Author: BioCeuticals - Editor
The bioavailable and metabolically active coenzyme form of vitamin B12, methylcobalamin, is now available to the Australian market - making it easier to assist in the management of dietary vitamin B12 deficiency.
Vitamin B12 is essential for the healthy functioning of every cell in the body. It helps make our DNA and red blood cells, and it has a key role in the normal function of the brain and nervous system.
Your body doesn't make vitamin B12; we need to get it from animal-based foods or from supplements and it needs to be consumed on a regular basis. It is rarely found in plant foods.
Since vitamin B12 is found almost exclusively in animal-based foods, it is a nutrient of potential concern for those following a vegetarian or vegan diet. Vegans, the elderly, and anyone who significantly limits intake of animal-based foods, may require vitamin B12-fortified foods or supplements.
What is methylcobalamin?

• **Dataset section**:

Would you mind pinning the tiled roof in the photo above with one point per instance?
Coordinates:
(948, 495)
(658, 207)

• **What the exercise asks**: Copy out the stretch of the vitamin B12 article from "Your body doesn't" through "in plant foods.". The listing plays no part in this work.

• **Output**:
Your body doesn't make vitamin B12; we need to get it from animal-based foods or from supplements and it needs to be consumed on a regular basis. It is rarely found in plant foods.